_Problem to work on_
Give back every line of the material below exactly as it appears, leaving out the pictures.

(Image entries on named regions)
------------
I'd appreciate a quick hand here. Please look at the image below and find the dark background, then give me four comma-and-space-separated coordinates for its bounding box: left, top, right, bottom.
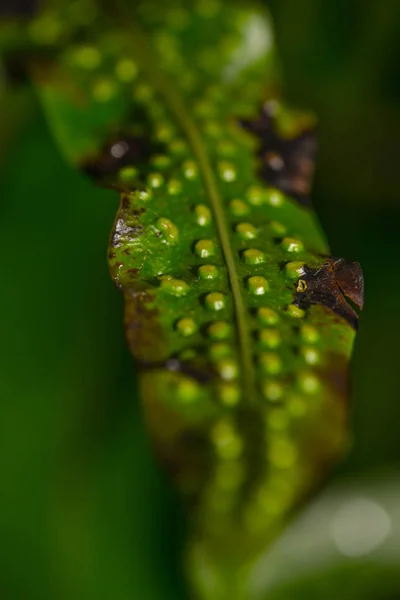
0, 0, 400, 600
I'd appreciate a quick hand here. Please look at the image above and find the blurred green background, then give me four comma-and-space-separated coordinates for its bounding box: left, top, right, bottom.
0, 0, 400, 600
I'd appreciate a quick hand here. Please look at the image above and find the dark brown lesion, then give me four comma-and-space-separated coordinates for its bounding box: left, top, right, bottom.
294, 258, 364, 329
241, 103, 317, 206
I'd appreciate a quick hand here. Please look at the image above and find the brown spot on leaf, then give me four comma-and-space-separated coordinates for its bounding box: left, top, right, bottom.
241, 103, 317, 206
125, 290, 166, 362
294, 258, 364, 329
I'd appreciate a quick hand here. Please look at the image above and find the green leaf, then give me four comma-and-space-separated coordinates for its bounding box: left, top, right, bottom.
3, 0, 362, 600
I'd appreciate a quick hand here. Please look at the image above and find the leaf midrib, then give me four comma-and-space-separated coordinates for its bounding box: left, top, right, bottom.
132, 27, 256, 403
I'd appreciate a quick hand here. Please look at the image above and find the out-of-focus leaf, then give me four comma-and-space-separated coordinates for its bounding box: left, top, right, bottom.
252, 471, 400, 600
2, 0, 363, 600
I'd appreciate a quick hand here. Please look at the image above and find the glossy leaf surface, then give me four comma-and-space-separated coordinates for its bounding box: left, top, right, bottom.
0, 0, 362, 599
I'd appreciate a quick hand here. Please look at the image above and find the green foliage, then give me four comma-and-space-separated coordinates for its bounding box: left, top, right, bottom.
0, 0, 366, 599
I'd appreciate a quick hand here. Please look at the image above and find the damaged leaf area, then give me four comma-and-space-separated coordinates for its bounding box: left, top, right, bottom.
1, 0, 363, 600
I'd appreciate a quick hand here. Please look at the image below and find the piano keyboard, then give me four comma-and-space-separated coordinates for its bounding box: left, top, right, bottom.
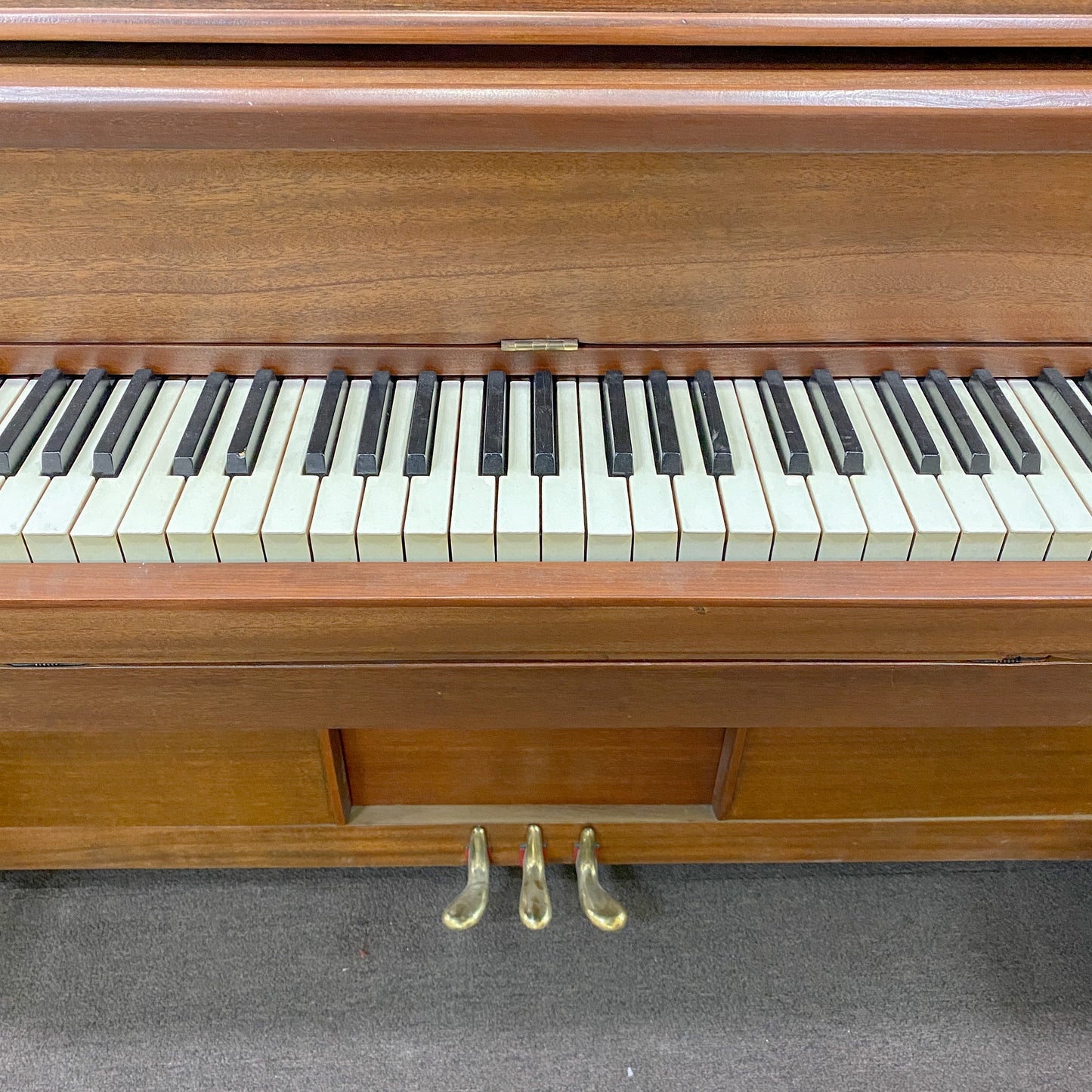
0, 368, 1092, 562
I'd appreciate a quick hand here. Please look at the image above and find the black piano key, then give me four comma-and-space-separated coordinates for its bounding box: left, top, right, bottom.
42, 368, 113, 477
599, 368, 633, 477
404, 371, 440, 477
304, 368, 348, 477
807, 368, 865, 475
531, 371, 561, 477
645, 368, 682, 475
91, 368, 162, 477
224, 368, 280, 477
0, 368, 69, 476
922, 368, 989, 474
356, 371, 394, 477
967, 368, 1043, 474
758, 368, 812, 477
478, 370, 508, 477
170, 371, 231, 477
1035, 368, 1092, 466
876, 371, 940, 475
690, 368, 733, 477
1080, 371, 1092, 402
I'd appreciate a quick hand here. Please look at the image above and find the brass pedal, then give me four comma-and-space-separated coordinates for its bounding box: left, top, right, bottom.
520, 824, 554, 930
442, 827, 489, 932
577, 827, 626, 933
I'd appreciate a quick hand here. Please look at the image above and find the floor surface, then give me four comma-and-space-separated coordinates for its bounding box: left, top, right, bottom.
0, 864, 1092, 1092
------------
_Exercise answer_
I'd appreciate a quick hand here. Please look at the image below and find the dark background, then give me four comma-and-space-separated coordinates for its bounding box: left, top, right, bottom.
0, 0, 400, 600
I'd appreciate a quick hand here. Please look at the image above and find the blurred green background, then give me four comma-and-space-separated coordinates for its bounding box: left, top, right, bottom.
0, 0, 400, 600
I'd appreciate a quick hand here. Please look at the image above and find the dark brown lesion, then give me four comma-and-space-separated coordinates for its bounding box: left, top, right, bottom.
294, 258, 364, 329
241, 103, 317, 206
I'd appreciate a quick hand here. Please look at the image above and find the brown spot on leaf, then give me four comma-and-space-separated coordinates for its bounding box: left, top, right, bottom.
241, 103, 317, 206
125, 290, 166, 362
294, 258, 364, 329
I'd appreciate a quick hand here. Please look at the image above and find the green leaf, then give me four comma-and-space-separated coordinates for its bounding box: left, top, right, bottom.
3, 0, 362, 600
I'd appreciate a quick hand here. Please look at the image above and find the leaf midrib, then give me four comma-and-space-separated coordinates for its bounding box: left, top, right, bottom.
132, 27, 256, 403
I'd appreciate a quick hand here. Please look at the image above and find the out-of-focus leaf, then give me four comma-and-space-separated coordinates for its bounding box: left, top, right, bottom.
252, 471, 400, 600
2, 0, 363, 600
I'd appreciate a quick hand here. Please look at the image above and find the glossy leaf surface, then give me four comma-and-space-separated coordinates for its bounding box: left, top, right, bottom.
0, 0, 362, 599
I'd appreciate a quick hand here. Please look at the image above and find the green foliage, then give me four comma-and-space-separated coordinates for its bounding box: left, top, right, bottom.
0, 0, 366, 599
I'd appreciate a quick hand here. Please look at the image above and find the damaged leaf area, then give me four comma-and-space-separated coordinates for its bounding box: left, top, right, bottom.
1, 0, 363, 600
I'd appreciate a quick hand here. Please look at the image below and find the piano keyboard, then give me four comma-and-space-separated coordinates for its bounding box: left, top, right, bottom.
0, 368, 1092, 562
I'd appreciate a quick hand here. Please look at the image above and find the black piano key, then give me four comma-and-space-separated coordinates for its bounding box: left, top, right, bottom.
42, 368, 113, 477
599, 368, 633, 477
404, 371, 440, 477
304, 368, 348, 477
807, 368, 865, 475
531, 371, 561, 477
645, 368, 682, 475
91, 368, 162, 477
224, 368, 280, 477
0, 368, 69, 476
922, 368, 989, 474
356, 371, 394, 477
967, 368, 1043, 474
758, 368, 812, 477
478, 370, 508, 477
170, 371, 231, 477
1035, 368, 1092, 466
876, 371, 940, 475
690, 368, 733, 477
1080, 371, 1092, 402
I'd appreciate a quick hand here. Please look at the image above and find the brass pedal, then give me four comma-and-space-separated coordinates for its bounding box: left, top, right, bottom.
520, 824, 554, 930
442, 827, 489, 932
577, 827, 626, 933
I'd appreciate a quick hand here. Please look at the image above and find the floor surface, then give me four comma-and-space-separated coordinates for its bounding box: left, top, right, bottom.
0, 864, 1092, 1092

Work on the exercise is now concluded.